* START *
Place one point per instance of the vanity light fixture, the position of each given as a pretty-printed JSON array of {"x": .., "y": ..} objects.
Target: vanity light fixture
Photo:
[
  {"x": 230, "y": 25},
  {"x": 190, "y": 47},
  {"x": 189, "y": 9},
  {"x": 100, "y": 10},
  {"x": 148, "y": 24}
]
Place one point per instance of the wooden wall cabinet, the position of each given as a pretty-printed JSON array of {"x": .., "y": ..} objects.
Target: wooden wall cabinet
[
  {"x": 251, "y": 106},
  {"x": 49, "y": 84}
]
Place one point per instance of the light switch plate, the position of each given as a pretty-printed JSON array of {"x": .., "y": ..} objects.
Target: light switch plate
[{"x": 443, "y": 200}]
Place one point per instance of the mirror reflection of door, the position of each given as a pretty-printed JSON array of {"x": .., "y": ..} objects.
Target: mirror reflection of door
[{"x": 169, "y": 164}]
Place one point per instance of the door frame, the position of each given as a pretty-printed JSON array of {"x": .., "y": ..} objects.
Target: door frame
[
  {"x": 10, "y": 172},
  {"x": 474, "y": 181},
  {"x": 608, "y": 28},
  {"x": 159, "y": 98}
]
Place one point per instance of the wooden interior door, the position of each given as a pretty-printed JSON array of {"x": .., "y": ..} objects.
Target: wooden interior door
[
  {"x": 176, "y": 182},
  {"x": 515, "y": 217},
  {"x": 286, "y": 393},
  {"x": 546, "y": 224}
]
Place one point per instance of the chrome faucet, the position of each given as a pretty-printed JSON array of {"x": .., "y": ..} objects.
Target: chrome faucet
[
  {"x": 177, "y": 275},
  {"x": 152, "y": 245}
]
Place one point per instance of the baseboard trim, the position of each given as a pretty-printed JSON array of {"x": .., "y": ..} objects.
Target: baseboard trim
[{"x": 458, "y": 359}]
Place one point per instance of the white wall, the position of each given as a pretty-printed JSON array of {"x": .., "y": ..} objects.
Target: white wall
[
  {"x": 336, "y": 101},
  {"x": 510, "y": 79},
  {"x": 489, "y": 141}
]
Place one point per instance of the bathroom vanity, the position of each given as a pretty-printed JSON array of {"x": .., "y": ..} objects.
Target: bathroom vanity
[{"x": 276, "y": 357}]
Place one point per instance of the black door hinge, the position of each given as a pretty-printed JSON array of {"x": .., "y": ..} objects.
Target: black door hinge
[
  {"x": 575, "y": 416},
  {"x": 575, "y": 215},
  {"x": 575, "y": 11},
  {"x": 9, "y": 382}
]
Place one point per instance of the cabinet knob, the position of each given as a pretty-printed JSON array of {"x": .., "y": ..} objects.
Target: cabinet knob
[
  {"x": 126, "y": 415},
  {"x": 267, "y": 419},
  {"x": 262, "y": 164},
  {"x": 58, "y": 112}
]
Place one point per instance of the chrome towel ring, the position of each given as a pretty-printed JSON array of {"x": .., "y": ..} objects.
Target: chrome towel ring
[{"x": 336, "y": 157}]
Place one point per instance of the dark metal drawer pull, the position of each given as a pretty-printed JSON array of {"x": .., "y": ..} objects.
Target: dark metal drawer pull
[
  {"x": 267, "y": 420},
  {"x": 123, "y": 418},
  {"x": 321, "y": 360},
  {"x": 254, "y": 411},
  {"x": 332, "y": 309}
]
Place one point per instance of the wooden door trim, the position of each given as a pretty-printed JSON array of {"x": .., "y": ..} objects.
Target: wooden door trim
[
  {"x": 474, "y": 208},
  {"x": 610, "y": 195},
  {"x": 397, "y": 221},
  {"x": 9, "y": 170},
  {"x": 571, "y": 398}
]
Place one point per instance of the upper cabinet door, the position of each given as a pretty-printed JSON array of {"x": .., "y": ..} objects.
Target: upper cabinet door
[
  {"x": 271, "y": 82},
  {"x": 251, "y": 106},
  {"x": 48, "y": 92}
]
* END *
→ EXERCISE DESCRIPTION: All the data must be duplicated exactly, with nothing added or removed.

→ FULL ANSWER:
Place one point per instance of the vanity light fixture, the position of each given as a pretty-printed JSON array of {"x": .., "y": ..} objects.
Target: vanity light fixture
Photo:
[
  {"x": 230, "y": 25},
  {"x": 190, "y": 47},
  {"x": 189, "y": 9},
  {"x": 100, "y": 10},
  {"x": 148, "y": 24}
]
Place one point per instance of the wooden wall cabinet, the position of each given as a pretty-printed JSON array of {"x": .., "y": ..} objects.
Target: wooden wall cabinet
[
  {"x": 251, "y": 106},
  {"x": 49, "y": 84}
]
Place one point per instance of the light switch plate, the position of each given as a pretty-printed JSON array of {"x": .., "y": ..} objects.
Target: light switch plate
[{"x": 443, "y": 200}]
Place one point per instance of the mirror reflection of door, the position of each given as a pretty-printed JSON array of {"x": .., "y": ..} objects.
Target: mirror reflection of door
[{"x": 169, "y": 164}]
Place one point per instance of the door frame, the position of each given as a pretty-printed JSON array of {"x": .., "y": ..} objects.
Target: door frame
[
  {"x": 10, "y": 172},
  {"x": 474, "y": 181},
  {"x": 608, "y": 28},
  {"x": 159, "y": 98}
]
Place one point per instance of the wooden interior door, the position of each given as a pretty-printed JSON array of {"x": .., "y": ..} objects.
Target: wooden interior door
[
  {"x": 176, "y": 182},
  {"x": 515, "y": 217},
  {"x": 286, "y": 393},
  {"x": 546, "y": 224}
]
Place one point per instance of the chrome faucet, the position of each given as a pretty-printed JSON array of {"x": .., "y": ..} objects.
Target: chrome faucet
[
  {"x": 177, "y": 275},
  {"x": 152, "y": 245}
]
Place one point per instance of the baseboard trim, the position of each given as a pretty-printed JSON array of {"x": .., "y": ..} objects.
Target: baseboard trim
[{"x": 458, "y": 359}]
Place one point per instance of the white wall, the position of each given as a pretty-printed JSON array of {"x": .., "y": ..} objects.
Target: white wall
[
  {"x": 336, "y": 101},
  {"x": 510, "y": 79},
  {"x": 489, "y": 141}
]
Place one point per instance of the bathroom vanity, the position of each given as a pretty-printed JSON array of {"x": .., "y": ..} objects.
Target: bathroom vanity
[{"x": 276, "y": 357}]
Place one point per instance of the black door hinge, the position of each given as a pretty-printed JSON array of {"x": .., "y": ..} objects.
Target: black door hinge
[
  {"x": 575, "y": 416},
  {"x": 575, "y": 215},
  {"x": 575, "y": 11},
  {"x": 9, "y": 382}
]
Place one point per instance of the cabinet knob, the position of each given as a pretty-printed JSON array of {"x": .., "y": ..} objects.
Target: cabinet knob
[
  {"x": 126, "y": 415},
  {"x": 267, "y": 419},
  {"x": 262, "y": 164},
  {"x": 58, "y": 112}
]
Place one point per instance of the chrome towel ring, the position of each given as a pretty-printed JSON array of {"x": .., "y": ..} objects.
Target: chrome towel ring
[{"x": 336, "y": 157}]
Place one point per instance of the dark metal drawer pull, the position of each given as a pretty-printed JSON array of {"x": .., "y": ..} objects.
Target: dark metal drawer pull
[
  {"x": 267, "y": 420},
  {"x": 123, "y": 418},
  {"x": 321, "y": 360},
  {"x": 254, "y": 411},
  {"x": 332, "y": 309}
]
Place one point per instance of the wooden door trim, the position of each given as a pretty-printed JSON array of {"x": .., "y": ..} objects.
Target: wooden door trim
[
  {"x": 474, "y": 208},
  {"x": 610, "y": 195},
  {"x": 397, "y": 221},
  {"x": 9, "y": 170},
  {"x": 571, "y": 398}
]
Place one point per instance of the upper cabinet door, the position of each given as a pretty-printed JSON array of {"x": .., "y": ..} objects.
Target: upper cabinet door
[
  {"x": 271, "y": 82},
  {"x": 251, "y": 106},
  {"x": 48, "y": 92}
]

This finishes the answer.